[BEGIN Input]
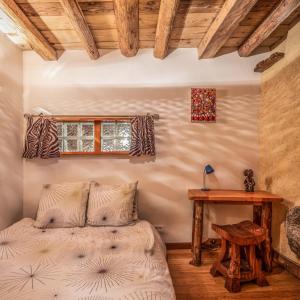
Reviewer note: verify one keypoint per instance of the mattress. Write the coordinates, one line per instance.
(89, 263)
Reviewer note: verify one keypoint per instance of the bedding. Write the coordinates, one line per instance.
(111, 205)
(84, 263)
(62, 205)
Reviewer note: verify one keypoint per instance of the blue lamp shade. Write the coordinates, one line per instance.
(209, 169)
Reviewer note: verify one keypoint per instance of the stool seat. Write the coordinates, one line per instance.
(239, 257)
(243, 234)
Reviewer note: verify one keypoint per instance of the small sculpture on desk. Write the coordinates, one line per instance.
(249, 181)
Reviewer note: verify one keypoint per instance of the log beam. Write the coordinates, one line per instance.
(127, 21)
(167, 13)
(279, 14)
(76, 18)
(33, 35)
(226, 22)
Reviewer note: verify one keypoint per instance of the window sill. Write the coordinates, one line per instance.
(112, 153)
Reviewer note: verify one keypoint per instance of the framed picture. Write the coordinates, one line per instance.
(203, 105)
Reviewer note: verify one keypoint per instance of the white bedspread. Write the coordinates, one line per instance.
(90, 263)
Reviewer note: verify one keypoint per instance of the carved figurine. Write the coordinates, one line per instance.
(249, 181)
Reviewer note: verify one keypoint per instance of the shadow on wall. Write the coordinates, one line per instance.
(10, 151)
(183, 148)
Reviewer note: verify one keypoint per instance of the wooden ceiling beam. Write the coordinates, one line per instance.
(127, 21)
(77, 19)
(167, 13)
(226, 22)
(34, 37)
(279, 14)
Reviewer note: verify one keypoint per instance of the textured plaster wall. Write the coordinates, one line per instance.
(11, 124)
(279, 136)
(118, 85)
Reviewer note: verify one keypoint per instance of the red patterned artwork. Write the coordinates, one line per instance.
(203, 105)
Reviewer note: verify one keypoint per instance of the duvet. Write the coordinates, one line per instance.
(90, 263)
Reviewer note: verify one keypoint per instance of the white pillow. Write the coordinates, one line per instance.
(111, 205)
(62, 205)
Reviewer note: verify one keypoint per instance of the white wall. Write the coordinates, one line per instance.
(117, 85)
(11, 123)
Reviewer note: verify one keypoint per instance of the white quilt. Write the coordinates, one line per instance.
(90, 263)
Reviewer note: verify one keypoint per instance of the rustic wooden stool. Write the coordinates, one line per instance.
(239, 259)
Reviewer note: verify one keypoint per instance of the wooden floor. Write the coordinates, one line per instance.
(195, 283)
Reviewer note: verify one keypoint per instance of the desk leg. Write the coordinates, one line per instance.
(266, 222)
(197, 233)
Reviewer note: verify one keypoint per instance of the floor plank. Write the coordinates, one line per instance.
(195, 283)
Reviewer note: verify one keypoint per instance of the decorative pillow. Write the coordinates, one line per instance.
(62, 205)
(111, 205)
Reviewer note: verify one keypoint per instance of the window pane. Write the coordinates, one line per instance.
(72, 129)
(87, 129)
(123, 144)
(108, 129)
(107, 145)
(123, 129)
(88, 145)
(71, 146)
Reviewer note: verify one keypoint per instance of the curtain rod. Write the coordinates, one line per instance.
(155, 116)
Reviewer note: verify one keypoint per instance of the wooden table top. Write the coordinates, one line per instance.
(225, 196)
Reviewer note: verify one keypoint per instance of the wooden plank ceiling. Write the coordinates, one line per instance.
(215, 27)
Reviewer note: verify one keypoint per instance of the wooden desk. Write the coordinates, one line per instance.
(262, 215)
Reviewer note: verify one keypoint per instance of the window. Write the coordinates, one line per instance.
(93, 137)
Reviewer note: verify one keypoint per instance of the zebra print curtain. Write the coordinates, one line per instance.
(142, 136)
(41, 139)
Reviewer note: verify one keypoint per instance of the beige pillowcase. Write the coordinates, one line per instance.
(62, 205)
(111, 205)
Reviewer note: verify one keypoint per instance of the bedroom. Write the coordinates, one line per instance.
(151, 55)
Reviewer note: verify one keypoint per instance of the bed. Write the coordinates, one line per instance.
(88, 263)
[END Input]
Reproduce every line of the data above verbatim, omitting the pictures.

Reviewer note: verify one keypoint per instance of the mattress. Write the coordinates, one line per instance.
(89, 263)
Reviewer note: verify one keypoint per instance of the bedding. Write the coordinates, one line per instance.
(111, 205)
(84, 263)
(62, 205)
Reviewer note: verify one keypoint per instance of the blue lamp shade. Write the coordinates, one line per instance.
(209, 169)
Reviewer note: verify one keypoint per instance of the stool seat. Write the coordinates, one line per instance.
(239, 257)
(243, 234)
Reviewer note: verify one keypoint per instance of the small sculpture on desk. Write the coordinates, one line per instance.
(249, 181)
Reviewer note: verify one keypoint per instance of the log beam. Write the coordinates, one line per instance.
(127, 21)
(167, 13)
(279, 14)
(76, 18)
(33, 35)
(226, 22)
Reviewer note: verify one keypoint per instance of the window sill. Write the coordinates, one line per instance.
(112, 153)
Reviewer note: verify one keypoint per instance of the framed picture. Write the coordinates, one line per instance.
(203, 105)
Reviewer note: verify one keypoint per instance of the white bedspread. Write the coordinates, one line per instance.
(90, 263)
Reviewer note: verify one keypoint per instance of the carved figurine. Write the coordinates, one line per instance.
(249, 181)
Reviewer note: verify one keypoint per instance of the shadow on wall. Write the coordinates, one line per instance.
(10, 151)
(183, 148)
Reviewer note: verify one keypoint per instance of the wooden ceiling beam. Write the coordinates, one line per instance.
(127, 21)
(77, 19)
(167, 13)
(226, 22)
(34, 37)
(279, 14)
Reviewer note: verify one keypoint per instance of the textured plaster wall. Write the coordinates, one line per instance.
(11, 124)
(279, 136)
(118, 85)
Reviewer note: verify one keypoint per instance of the red patterned artwork. Write the coordinates, one line per instance.
(203, 105)
Reviewer note: verify one keypoint per instance of the duvet. Write the coordinates, one line per instance.
(90, 263)
Reviewer note: verify one keypoint per instance of the white pillow. Write the coordinates, one line per instance.
(111, 205)
(62, 205)
Reviewer note: verify one keypoint per instance of the white wall. Write the coordinates, one line per instance.
(117, 85)
(11, 123)
Reviewer note: verify one keypoint per instance of the white quilt. Write the coordinates, one line per instance.
(90, 263)
Reviewer note: verify one keypoint per instance of the rustic wooden stool. Write the coordinates, one line per instance.
(239, 259)
Reviewer note: verify one keypoint per instance of the wooden floor. Write the coordinates, one line per instance.
(195, 283)
Reviewer note: verify one keypoint per instance of the desk leg. Write the coordinates, one line per instance.
(266, 222)
(197, 233)
Reviewer note: verify one keypoint per instance of the floor plank. Write the coordinates, one line per instance.
(195, 283)
Reviewer note: verify one keypoint per instance of the decorative pillow. Write the coordinates, one line per instance.
(62, 205)
(111, 205)
Reviewer note: verify one keypoint per instance of the window pane. Write the coordinates, one line per instance.
(72, 129)
(87, 129)
(123, 144)
(108, 129)
(107, 145)
(123, 129)
(88, 145)
(71, 146)
Reviewer note: verify one keypoint per instance of the curtain rod. Write the coordinates, one line per instance.
(155, 116)
Reviewer note: verify one keypoint per instance of the wooden table top. Write the coordinates, one line per instance.
(225, 196)
Reviewer note: verify one keypoint per instance of the wooden plank ceiling. Write the coordinates, one line per instance.
(215, 27)
Reviewer note: verify one keypoint per instance of the wooden desk. Write the coordinates, one line per instance.
(262, 215)
Reviewer note: verify one keypoint per instance of the window. Write the coordinates, one line per instance.
(93, 137)
Reviewer note: verify one keypoint per instance of the zebra print curtain. Write the coordinates, one line per instance.
(142, 136)
(41, 139)
Reviewer note: verify one keypoint per instance of the beige pillowcase. Write the coordinates, one line per instance.
(62, 205)
(111, 205)
Reviewer note: verify one keypoint per instance of the bedroom. Write the coordinates, one line per instance.
(151, 55)
Reviewer note: verify one keypoint per instance of the bed. Write the coordinates, one line per instance.
(88, 263)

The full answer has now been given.